TASK OBJECTIVE: Present every item below as a numbered list, leaving out any blank lines.

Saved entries
══════

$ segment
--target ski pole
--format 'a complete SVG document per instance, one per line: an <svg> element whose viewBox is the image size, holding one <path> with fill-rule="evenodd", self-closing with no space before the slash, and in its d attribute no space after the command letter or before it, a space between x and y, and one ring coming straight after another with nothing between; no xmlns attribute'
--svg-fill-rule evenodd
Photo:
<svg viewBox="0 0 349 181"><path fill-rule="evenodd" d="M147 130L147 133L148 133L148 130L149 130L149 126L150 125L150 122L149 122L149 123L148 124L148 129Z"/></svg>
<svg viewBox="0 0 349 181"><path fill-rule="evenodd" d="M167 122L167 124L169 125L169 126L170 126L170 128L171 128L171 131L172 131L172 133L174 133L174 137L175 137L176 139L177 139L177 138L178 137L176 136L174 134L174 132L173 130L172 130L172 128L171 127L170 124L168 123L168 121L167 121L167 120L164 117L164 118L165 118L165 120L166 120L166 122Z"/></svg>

══════

EXERCISE RESPONSE:
1. $ segment
2. --target ski pole
3. --format 'a complete SVG document per instance, one per line: an <svg> element whose viewBox is the image size, holding one <path> with fill-rule="evenodd", self-closing with no space before the slash, and in its d attribute no space after the command letter or before it, a space between x and y, and one ring coming straight after another with nothing between; no xmlns attribute'
4. --svg-fill-rule evenodd
5. Photo:
6. <svg viewBox="0 0 349 181"><path fill-rule="evenodd" d="M147 130L147 133L148 133L148 130L149 130L149 126L150 125L150 122L149 122L149 123L148 124L148 129Z"/></svg>
7. <svg viewBox="0 0 349 181"><path fill-rule="evenodd" d="M167 122L167 124L169 125L169 126L170 126L170 128L171 128L171 131L172 131L172 133L174 133L174 137L175 137L176 139L177 139L177 138L178 137L176 136L174 134L174 132L173 130L172 130L172 128L171 127L170 124L168 123L168 121L167 121L167 120L164 117L164 118L165 118L165 120L166 120L166 122Z"/></svg>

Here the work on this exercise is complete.